Work request:
Answer these from the article on Messiah Johnson:
1. What vehicle did Johnson receive, and from which dealership?
2. In what year did The Innocence Project begin working to free him?
3. How long was the sentence he was serving when released?

Provided passage:
━━━━━━━━━━━━━━━━

WINCHESTER — Now that he has his own car, Messiah Johnson is feeling more independent.
The Norfolk man received a 2015 Toyota Corolla on Saturday afternoon from Malloy Toyota after the Winchester dealership was contacted by The Innocence Project at the University of Virginia School of Law, which began working to free Johnson from prison in 2011.
Johnson, pardoned by former Virginia Gov. Terry McAuliffe, was released earlier this year while serving a 132-year sentence for a 1998 armed robbery of a Norfolk beauty salon that he insisted he did not commit.
“I feel fortunate,” Johnson said on Saturday about his new vehicle. “It’s really going to help me as I work toward my independence again.”

━━━━━━━━━━━━━━━━

Entries shown:
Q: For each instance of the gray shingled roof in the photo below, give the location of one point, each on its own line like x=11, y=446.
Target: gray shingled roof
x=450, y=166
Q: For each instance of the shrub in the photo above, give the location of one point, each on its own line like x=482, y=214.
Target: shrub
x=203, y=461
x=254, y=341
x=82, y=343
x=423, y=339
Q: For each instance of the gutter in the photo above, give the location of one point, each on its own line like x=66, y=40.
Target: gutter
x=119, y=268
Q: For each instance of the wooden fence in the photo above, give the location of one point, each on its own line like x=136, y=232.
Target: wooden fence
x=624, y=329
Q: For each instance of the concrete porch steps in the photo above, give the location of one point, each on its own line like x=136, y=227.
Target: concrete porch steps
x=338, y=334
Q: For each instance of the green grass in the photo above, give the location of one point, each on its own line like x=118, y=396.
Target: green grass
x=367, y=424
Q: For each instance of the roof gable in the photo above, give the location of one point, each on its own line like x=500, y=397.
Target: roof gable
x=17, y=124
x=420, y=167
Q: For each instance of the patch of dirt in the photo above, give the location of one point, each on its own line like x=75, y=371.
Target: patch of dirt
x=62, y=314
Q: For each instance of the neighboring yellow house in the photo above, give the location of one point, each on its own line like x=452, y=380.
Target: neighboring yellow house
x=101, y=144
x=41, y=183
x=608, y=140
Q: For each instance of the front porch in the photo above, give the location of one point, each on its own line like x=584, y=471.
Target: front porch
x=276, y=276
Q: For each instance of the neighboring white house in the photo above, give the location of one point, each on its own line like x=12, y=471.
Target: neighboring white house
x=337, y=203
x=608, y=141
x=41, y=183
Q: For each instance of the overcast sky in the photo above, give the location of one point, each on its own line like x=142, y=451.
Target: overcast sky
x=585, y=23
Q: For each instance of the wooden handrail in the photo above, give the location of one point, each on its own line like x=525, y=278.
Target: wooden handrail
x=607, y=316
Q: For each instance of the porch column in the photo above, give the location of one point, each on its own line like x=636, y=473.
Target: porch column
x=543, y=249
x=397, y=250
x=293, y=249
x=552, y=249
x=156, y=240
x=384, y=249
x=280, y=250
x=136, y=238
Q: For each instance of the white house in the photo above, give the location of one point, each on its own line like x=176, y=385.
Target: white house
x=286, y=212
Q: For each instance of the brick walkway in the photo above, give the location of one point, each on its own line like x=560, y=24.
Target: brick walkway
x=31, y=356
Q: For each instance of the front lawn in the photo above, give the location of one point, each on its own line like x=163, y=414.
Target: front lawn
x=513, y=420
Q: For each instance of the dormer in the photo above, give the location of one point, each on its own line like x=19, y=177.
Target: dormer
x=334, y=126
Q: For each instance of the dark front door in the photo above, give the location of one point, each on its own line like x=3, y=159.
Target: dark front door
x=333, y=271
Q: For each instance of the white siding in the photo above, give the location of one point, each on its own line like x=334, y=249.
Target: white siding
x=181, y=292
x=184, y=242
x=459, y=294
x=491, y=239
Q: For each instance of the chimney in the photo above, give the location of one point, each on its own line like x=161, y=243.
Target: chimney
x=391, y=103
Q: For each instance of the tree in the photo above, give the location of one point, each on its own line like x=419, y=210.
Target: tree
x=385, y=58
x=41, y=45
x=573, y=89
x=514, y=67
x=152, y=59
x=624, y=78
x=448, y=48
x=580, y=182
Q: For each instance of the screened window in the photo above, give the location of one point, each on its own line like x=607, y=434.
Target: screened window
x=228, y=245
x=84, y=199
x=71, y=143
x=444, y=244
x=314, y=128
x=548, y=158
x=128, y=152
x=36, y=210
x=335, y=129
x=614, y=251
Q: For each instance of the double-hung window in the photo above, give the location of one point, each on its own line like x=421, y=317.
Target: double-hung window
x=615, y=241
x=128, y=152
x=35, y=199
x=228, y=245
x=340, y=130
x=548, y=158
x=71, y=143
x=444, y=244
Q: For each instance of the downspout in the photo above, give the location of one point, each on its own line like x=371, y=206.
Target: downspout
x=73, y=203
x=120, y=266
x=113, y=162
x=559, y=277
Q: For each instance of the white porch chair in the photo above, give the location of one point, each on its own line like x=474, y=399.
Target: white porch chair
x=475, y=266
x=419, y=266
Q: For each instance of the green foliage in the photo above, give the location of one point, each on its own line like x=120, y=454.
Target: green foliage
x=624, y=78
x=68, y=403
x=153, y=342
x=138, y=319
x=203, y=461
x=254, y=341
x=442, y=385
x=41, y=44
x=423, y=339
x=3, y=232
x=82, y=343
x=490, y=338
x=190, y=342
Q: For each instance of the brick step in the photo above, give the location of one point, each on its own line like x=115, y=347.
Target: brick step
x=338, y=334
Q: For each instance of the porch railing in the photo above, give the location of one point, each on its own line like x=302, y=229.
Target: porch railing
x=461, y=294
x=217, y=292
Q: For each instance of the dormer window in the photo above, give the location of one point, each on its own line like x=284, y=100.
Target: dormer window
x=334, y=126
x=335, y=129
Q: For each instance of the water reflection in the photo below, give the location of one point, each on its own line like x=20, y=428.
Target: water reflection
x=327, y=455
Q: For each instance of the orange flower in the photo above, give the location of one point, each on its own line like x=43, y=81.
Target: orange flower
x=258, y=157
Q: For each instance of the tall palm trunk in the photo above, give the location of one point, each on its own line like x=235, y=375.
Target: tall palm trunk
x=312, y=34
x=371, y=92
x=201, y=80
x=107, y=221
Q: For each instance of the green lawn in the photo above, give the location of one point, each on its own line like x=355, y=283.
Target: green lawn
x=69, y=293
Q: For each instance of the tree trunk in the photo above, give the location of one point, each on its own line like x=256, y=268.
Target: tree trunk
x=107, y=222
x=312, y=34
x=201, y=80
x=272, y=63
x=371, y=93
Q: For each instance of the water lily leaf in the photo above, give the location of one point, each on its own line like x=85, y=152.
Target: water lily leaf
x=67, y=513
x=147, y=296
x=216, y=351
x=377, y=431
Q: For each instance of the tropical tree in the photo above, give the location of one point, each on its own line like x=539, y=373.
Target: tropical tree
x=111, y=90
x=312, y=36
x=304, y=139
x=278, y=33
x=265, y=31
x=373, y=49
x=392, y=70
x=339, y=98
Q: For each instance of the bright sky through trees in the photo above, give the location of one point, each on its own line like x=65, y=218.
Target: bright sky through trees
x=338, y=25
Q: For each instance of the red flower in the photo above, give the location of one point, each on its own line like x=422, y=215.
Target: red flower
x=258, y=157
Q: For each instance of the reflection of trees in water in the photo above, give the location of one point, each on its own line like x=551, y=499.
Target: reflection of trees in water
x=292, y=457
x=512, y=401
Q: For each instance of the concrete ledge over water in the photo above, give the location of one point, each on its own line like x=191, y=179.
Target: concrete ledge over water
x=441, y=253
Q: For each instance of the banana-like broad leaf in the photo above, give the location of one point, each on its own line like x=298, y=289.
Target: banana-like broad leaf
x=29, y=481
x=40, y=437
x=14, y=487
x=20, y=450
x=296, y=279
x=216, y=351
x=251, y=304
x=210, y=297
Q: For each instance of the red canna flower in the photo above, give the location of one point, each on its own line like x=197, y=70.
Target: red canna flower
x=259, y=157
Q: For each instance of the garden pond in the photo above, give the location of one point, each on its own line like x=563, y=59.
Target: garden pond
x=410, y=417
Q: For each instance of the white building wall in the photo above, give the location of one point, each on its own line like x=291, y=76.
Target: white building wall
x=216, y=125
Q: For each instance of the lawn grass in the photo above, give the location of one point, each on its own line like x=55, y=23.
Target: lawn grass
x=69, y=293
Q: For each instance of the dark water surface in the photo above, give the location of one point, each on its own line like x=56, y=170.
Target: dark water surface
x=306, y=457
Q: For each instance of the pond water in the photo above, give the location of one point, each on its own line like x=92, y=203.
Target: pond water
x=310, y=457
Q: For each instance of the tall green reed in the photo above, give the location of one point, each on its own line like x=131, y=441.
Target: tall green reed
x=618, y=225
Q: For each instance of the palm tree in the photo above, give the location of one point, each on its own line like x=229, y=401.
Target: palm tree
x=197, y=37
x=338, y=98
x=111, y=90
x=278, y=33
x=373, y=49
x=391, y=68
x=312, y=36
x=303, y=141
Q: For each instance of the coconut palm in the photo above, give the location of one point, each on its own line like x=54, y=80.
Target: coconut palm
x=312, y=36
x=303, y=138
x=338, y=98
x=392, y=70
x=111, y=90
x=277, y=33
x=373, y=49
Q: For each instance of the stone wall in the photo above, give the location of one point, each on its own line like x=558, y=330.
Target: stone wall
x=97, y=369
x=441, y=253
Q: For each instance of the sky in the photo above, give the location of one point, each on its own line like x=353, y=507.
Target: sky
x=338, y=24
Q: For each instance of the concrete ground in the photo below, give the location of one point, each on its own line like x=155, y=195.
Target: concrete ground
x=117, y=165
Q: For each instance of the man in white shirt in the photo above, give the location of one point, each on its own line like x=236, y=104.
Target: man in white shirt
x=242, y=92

━━━━━━━━━━━━━━━━

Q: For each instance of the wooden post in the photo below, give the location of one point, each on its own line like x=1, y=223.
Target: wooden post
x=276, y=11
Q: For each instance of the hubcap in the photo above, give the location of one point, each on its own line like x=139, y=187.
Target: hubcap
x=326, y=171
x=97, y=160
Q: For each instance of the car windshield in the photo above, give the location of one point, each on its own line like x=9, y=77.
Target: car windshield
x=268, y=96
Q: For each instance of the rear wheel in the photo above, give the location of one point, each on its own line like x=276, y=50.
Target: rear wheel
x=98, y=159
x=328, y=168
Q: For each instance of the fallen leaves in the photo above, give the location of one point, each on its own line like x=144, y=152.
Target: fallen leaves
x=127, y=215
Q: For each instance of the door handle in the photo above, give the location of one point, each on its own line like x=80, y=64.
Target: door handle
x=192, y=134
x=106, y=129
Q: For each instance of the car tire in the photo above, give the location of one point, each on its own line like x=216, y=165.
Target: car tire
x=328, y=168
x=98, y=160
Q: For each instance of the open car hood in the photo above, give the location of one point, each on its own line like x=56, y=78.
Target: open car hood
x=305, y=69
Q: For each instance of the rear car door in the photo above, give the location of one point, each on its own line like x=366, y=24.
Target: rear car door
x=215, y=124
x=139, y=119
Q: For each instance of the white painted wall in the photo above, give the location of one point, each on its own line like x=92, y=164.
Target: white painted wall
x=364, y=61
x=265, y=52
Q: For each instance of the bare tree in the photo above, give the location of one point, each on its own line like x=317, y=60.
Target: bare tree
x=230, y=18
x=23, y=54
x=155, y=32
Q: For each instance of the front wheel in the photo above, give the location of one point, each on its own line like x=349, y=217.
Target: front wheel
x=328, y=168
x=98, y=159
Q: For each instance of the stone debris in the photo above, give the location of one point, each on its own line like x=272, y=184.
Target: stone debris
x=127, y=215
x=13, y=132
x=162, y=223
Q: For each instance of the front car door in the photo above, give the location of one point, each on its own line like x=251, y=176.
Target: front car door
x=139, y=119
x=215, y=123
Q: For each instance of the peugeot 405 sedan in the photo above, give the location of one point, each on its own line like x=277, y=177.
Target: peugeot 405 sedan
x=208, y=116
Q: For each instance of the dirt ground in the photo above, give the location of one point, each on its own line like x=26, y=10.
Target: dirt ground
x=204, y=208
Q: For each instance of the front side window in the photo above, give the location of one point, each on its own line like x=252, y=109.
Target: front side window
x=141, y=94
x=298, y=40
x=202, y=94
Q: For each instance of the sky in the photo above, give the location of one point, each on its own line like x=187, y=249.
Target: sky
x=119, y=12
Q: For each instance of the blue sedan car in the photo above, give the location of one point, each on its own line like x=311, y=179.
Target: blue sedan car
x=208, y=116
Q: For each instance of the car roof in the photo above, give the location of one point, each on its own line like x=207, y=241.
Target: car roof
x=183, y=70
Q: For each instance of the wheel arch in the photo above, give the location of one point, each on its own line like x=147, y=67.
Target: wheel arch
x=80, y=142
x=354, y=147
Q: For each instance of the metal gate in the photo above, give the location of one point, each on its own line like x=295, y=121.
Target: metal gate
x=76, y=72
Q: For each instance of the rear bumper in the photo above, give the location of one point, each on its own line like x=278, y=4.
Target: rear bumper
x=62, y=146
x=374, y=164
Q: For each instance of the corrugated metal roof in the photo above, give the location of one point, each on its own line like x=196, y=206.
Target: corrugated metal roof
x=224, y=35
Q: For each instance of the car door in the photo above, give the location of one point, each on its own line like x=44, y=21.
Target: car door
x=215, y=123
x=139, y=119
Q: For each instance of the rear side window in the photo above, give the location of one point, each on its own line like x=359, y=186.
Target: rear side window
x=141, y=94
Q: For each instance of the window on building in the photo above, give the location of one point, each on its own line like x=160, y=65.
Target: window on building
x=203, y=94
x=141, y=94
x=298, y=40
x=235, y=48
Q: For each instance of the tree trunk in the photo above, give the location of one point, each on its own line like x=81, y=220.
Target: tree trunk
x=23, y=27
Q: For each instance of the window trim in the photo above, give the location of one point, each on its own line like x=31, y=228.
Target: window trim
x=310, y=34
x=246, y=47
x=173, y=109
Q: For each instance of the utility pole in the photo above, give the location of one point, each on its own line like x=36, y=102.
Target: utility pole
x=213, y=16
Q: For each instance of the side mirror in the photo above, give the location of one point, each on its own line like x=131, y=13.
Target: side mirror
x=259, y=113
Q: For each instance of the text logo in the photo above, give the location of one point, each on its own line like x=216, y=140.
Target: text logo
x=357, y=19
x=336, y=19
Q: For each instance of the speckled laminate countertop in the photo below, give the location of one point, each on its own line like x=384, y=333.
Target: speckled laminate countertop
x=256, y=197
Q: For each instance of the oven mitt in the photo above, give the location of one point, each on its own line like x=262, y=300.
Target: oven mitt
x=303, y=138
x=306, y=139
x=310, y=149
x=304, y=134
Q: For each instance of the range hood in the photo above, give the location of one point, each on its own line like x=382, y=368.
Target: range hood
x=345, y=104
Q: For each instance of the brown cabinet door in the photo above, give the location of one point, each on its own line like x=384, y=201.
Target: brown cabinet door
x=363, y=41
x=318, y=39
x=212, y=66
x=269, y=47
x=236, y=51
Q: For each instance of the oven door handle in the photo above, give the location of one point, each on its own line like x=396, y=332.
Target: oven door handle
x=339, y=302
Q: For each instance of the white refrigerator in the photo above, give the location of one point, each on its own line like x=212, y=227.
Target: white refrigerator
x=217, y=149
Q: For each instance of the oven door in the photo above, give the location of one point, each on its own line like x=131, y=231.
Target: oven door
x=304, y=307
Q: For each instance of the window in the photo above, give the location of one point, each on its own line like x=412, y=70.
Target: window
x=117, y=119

━━━━━━━━━━━━━━━━

Completed task:
1. A 2015 Toyota Corolla from Malloy Toyota.
2. 2011.
3. 132 years.